* _Brief_: For this exercise, restate word for word only the lines from the first line of the data to the line containing "Spot the painted".

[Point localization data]
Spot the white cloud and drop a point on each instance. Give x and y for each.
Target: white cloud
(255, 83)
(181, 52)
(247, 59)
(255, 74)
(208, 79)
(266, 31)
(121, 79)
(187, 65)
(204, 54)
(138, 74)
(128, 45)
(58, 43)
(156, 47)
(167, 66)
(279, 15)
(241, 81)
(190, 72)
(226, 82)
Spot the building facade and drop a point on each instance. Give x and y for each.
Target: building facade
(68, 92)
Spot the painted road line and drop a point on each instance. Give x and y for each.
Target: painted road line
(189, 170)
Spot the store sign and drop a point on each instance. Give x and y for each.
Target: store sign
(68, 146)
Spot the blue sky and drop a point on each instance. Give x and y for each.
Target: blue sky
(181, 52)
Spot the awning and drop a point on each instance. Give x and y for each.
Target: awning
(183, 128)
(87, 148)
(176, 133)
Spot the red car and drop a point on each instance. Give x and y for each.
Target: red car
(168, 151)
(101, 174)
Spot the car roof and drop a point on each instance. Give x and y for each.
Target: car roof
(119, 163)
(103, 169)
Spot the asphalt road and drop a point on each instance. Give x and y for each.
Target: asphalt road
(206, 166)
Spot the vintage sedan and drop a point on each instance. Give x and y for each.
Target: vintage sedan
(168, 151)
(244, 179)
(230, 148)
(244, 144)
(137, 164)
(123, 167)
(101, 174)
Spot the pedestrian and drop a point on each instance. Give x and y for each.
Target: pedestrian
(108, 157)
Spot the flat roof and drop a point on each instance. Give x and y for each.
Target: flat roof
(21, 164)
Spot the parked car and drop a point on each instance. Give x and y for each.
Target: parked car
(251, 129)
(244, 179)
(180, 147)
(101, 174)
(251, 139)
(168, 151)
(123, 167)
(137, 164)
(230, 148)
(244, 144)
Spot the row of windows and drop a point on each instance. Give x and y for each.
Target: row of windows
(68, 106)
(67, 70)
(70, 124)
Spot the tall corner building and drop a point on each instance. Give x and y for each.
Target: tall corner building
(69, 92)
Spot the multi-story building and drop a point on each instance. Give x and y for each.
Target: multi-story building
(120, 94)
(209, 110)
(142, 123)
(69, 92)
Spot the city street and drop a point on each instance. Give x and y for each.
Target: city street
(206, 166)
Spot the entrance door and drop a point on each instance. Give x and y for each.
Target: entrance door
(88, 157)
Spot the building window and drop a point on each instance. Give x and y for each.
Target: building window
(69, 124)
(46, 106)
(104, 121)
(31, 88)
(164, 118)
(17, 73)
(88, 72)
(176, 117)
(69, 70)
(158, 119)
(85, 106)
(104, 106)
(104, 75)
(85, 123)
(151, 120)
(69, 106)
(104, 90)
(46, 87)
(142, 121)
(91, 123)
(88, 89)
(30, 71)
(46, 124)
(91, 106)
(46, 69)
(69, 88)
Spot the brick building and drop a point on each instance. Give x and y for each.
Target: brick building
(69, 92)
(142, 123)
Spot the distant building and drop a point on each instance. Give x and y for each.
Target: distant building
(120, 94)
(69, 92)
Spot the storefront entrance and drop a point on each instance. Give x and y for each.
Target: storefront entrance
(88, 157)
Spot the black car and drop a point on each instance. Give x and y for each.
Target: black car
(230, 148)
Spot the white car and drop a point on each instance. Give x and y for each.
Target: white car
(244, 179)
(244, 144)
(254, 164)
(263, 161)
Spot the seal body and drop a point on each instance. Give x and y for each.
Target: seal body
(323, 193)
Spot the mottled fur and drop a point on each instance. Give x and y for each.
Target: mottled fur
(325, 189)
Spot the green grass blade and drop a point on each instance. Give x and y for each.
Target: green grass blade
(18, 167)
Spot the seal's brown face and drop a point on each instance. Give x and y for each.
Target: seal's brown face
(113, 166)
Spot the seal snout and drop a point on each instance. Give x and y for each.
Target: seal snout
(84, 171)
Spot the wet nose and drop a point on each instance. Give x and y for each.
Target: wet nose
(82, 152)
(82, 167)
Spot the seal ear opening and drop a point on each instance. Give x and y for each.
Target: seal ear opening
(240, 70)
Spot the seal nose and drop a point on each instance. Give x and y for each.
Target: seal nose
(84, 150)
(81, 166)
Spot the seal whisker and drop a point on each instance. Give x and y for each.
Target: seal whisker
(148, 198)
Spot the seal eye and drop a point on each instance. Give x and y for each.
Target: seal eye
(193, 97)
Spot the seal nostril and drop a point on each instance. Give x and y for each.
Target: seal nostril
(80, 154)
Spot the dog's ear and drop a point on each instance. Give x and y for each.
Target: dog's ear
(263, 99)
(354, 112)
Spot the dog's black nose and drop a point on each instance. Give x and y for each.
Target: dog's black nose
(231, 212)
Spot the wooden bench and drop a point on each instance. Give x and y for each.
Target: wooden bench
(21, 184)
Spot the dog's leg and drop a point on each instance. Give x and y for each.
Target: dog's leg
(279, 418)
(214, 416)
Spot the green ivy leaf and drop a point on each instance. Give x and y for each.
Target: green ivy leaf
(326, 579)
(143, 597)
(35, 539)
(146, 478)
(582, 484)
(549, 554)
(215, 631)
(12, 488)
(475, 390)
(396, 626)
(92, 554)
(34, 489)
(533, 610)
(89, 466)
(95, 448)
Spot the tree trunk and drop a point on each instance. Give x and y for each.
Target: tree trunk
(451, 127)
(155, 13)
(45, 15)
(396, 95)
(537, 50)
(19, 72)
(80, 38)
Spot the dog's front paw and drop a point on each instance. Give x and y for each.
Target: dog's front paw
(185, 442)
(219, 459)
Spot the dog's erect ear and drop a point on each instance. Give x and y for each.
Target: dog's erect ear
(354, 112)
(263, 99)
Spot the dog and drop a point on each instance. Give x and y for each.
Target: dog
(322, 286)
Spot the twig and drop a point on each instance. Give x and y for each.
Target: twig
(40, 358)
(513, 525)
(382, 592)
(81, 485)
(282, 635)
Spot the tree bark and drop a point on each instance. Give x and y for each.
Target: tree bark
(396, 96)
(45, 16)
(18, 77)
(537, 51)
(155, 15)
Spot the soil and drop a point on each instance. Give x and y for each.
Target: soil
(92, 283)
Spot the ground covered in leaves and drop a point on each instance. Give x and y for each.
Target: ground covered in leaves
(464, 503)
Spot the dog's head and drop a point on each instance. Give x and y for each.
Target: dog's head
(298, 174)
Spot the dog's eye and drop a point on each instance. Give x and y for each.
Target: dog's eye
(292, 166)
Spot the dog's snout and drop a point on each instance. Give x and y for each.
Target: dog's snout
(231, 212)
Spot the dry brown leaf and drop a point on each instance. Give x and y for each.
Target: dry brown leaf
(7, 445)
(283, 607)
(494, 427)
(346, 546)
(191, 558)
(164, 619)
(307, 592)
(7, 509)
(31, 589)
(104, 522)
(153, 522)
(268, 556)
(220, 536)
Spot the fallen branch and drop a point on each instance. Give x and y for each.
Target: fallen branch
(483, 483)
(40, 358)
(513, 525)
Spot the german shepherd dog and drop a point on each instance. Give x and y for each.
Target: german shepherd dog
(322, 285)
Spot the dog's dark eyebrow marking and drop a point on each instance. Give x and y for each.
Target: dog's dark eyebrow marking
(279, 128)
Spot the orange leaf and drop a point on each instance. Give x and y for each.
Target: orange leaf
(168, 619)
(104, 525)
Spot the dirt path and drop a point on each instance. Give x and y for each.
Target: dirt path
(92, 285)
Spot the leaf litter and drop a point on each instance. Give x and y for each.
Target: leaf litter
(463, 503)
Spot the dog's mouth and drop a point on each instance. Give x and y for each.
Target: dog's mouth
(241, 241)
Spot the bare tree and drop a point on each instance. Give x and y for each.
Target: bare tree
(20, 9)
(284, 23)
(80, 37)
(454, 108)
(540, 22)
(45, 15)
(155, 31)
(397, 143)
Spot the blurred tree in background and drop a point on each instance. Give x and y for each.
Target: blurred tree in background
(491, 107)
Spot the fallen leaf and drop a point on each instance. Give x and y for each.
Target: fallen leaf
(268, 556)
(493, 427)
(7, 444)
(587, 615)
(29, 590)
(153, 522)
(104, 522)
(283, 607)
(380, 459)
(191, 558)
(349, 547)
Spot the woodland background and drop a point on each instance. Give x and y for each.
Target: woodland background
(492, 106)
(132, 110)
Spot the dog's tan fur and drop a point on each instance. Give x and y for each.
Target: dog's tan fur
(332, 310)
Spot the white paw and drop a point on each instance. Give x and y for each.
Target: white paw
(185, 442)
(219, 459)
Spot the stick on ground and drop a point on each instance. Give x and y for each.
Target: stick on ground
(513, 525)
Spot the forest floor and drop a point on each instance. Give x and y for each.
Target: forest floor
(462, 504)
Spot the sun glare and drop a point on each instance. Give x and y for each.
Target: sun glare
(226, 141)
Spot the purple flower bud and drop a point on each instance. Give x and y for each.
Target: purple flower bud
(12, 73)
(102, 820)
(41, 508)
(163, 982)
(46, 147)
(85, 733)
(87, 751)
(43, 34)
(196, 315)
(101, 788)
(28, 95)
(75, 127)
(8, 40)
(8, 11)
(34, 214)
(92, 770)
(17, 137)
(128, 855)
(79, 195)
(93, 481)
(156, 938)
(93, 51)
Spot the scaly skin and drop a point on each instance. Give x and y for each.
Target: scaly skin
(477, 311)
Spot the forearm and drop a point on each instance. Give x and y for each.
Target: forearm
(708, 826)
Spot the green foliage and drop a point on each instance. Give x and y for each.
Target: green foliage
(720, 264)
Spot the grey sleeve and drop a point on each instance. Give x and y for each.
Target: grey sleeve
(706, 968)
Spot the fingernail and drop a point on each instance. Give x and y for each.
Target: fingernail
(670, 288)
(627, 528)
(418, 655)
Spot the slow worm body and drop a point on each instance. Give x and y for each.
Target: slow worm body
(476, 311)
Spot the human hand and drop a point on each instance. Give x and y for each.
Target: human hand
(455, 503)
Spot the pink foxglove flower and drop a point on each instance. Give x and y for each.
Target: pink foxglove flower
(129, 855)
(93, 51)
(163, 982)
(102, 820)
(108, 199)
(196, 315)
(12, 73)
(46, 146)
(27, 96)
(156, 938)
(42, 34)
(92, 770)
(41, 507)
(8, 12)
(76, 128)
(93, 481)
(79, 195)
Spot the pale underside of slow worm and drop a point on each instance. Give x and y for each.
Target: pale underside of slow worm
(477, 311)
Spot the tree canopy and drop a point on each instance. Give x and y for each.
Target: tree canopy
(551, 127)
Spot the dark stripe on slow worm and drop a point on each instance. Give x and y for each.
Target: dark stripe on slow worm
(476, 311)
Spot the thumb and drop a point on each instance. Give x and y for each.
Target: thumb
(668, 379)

* _Answer for the task_:
Spot the white cloud and drop a point on each instance. Give x and y for each.
Target: white cloud
(255, 83)
(181, 52)
(247, 59)
(255, 74)
(208, 79)
(266, 31)
(121, 79)
(187, 65)
(204, 54)
(138, 74)
(128, 45)
(58, 43)
(156, 47)
(167, 66)
(279, 15)
(241, 81)
(190, 72)
(226, 82)
Spot the building facade and drop a point on each instance. Give x and y for each.
Target: building facade
(68, 92)
Spot the painted road line and drop a point on each instance. Give x and y for each.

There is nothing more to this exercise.